Provide an exact reproduction of every entry.

Records from a data collection:
|---|
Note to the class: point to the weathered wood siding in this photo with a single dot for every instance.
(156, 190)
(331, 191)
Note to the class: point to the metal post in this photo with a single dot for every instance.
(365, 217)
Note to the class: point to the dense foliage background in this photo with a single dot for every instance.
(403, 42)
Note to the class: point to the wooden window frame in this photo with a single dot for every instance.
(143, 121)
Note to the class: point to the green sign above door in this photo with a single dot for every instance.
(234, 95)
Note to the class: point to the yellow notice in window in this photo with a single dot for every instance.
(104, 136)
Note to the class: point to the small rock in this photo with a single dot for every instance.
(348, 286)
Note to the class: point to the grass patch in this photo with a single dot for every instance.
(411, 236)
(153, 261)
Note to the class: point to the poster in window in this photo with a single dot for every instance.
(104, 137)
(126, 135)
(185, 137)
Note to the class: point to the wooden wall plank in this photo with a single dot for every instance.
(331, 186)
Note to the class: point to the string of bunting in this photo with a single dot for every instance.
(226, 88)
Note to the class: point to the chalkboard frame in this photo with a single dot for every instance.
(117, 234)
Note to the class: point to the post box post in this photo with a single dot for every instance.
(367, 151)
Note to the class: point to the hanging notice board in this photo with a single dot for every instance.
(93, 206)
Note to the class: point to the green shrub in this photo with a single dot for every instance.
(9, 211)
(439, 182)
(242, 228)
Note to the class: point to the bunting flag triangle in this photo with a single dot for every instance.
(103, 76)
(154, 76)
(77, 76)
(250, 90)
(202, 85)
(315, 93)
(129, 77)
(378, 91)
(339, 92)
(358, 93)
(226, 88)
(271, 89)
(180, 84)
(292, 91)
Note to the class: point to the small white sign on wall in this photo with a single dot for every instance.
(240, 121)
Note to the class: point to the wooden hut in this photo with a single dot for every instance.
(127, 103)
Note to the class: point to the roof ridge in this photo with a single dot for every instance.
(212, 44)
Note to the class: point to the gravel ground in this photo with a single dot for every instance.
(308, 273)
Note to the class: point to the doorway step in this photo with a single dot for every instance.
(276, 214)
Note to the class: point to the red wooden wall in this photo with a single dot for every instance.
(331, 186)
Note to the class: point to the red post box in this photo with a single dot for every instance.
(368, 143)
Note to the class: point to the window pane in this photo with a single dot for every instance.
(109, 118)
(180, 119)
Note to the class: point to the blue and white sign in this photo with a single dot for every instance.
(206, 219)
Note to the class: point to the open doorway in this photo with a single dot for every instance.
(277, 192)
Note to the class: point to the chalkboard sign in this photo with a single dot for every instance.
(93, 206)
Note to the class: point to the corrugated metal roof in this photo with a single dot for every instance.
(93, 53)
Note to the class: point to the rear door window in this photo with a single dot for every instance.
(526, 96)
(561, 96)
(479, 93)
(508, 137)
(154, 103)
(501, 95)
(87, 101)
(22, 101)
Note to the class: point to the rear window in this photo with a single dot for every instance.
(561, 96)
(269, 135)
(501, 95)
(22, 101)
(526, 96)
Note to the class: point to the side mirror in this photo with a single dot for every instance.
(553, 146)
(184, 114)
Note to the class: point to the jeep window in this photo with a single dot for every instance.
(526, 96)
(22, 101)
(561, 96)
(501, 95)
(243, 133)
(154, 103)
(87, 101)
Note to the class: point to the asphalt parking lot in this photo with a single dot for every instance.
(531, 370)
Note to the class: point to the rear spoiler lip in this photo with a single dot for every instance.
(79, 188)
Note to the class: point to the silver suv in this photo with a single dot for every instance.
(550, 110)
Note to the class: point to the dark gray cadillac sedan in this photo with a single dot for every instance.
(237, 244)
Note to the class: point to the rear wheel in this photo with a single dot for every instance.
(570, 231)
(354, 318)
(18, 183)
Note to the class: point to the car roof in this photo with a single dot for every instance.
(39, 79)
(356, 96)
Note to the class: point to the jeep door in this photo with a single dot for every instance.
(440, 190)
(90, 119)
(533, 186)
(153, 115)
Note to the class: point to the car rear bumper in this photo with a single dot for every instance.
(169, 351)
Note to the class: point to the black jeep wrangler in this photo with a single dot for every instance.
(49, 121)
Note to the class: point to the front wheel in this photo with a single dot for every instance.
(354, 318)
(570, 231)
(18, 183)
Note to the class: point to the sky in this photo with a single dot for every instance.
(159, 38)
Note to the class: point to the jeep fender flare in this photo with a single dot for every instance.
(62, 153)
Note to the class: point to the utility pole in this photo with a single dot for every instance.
|---|
**Completed task**
Note to the class: point to the weathered wood siding in this photo with a single dot for every instance.
(156, 190)
(331, 191)
Note to the class: point to the metal post in this photo with a single dot for every instance.
(365, 217)
Note to the class: point to the dense foliage background in this photo with a single dot for every instance.
(403, 42)
Note to the class: point to the wooden window frame in this photo with a single dot for every instance.
(143, 121)
Note to the class: point to the green sign above door in this photo with a single dot for every instance.
(234, 95)
Note to the class: point to the yellow notice in window in this photo with a single dot for every instance.
(104, 136)
Note to the class: point to the small rock in this photo with a single dot for every instance.
(348, 286)
Note to the class: point to the grass patch in this photo with a single dot for every instance.
(411, 236)
(153, 261)
Note to the class: point to the poster in window in this photo with a single dot for every instance.
(104, 137)
(126, 135)
(185, 137)
Note to the class: point to the wooden wall plank in this photo with a single dot for every instance.
(331, 186)
Note to the class: point to the string of bunting in this photo with a single dot for every instance.
(226, 88)
Note to the class: point to the chalkboard frame in this photo with a single dot for every instance.
(117, 234)
Note to the class: point to the post box post in this photo with a single dot for every instance.
(367, 151)
Note to the class: point to the hanging notice board in this photo with a single dot for every instance.
(93, 206)
Note to the class: point to the green shrub in this photo with a single dot for every instance.
(9, 211)
(439, 182)
(242, 228)
Note to the class: point to the bunting flag triangle in this photo with a single dot for every instance.
(103, 76)
(154, 76)
(77, 76)
(250, 90)
(202, 85)
(315, 93)
(129, 77)
(378, 91)
(339, 92)
(358, 93)
(226, 88)
(271, 89)
(180, 84)
(292, 91)
Note to the class: point to the small white sign on wall in this photo with a single dot for every instance.
(240, 121)
Note to the class: point to the wooden hut in this photo with a single dot for every instance.
(127, 103)
Note to the class: point to the roof ridge in this photo with a single dot for every instance.
(212, 44)
Note to the class: point to the gravel ground in this photo with a single dot for every instance.
(308, 273)
Note to the class: point to the doorway step in this photo with a single dot for every instance.
(276, 214)
Note to the class: point to the red wooden wall in this photo with a single dot for every instance.
(331, 186)
Note to the class: point to the red post box in this photo with a single dot for every instance.
(368, 143)
Note to the class: point to the window pane in this photo with a single dot for every instance.
(109, 118)
(180, 119)
Note to the class: point to the blue and white sign in this photo with a single dot for every instance.
(206, 219)
Note to the class: point to the open doorway in this photo with a single dot for every instance.
(277, 192)
Note to the class: point to the chalkboard sign in this photo with a single dot for every instance.
(93, 206)
Note to the class: point to the corrugated metal roof in this photo with a single dot for every instance.
(93, 53)
Note to the class: point to the rear door window in this photo with a single dot for every instance.
(526, 96)
(561, 96)
(479, 93)
(508, 137)
(154, 103)
(501, 95)
(87, 101)
(22, 101)
Note to the class: point to the rear window in this photo with a single dot for every instance.
(561, 96)
(269, 135)
(501, 95)
(22, 101)
(526, 96)
Note to the class: point to the side mirror in this photo with a single dot for every instance.
(553, 146)
(184, 114)
Note to the class: point to the jeep window in this photo with a single dot for every instance.
(526, 96)
(22, 101)
(561, 96)
(501, 95)
(243, 133)
(154, 103)
(87, 101)
Note to the class: point to the asphalt parking lot in this photo with a single dot for every instance.
(531, 370)
Note to the class: point to the rear spoiler lip in this photo with a single dot for every instance.
(79, 188)
Note to the class: point to the silver suv in this photo with a single dot for every instance.
(550, 110)
Note to the class: point to the dark gray cadillac sedan in this photo with a single dot for every instance.
(237, 244)
Note to the class: point to the rear wheel in this photo with a single dot for every instance.
(570, 231)
(354, 318)
(18, 183)
Note to the class: point to the car roof in this photo with a single dot for every instance.
(39, 79)
(356, 96)
Note to the class: point to the jeep door in this photo with a single dot for every instance.
(440, 190)
(90, 119)
(533, 186)
(153, 115)
Note to the class: point to the car rear bumper in this photo with a single dot for every instance.
(169, 351)
Note to the class: point to the black jeep wrangler in this photo with a single dot for every instance.
(49, 121)
Note to the class: point to the front wheel in this photo with a single dot for every instance.
(354, 318)
(570, 231)
(18, 183)
Note to the class: point to the sky in this photo with a single dot for every instance.
(159, 38)
Note to the class: point to the jeep fender flare in this photo with a single dot for every instance.
(62, 153)
Note to the class: point to the utility pole in this photo with a single dot for every instance.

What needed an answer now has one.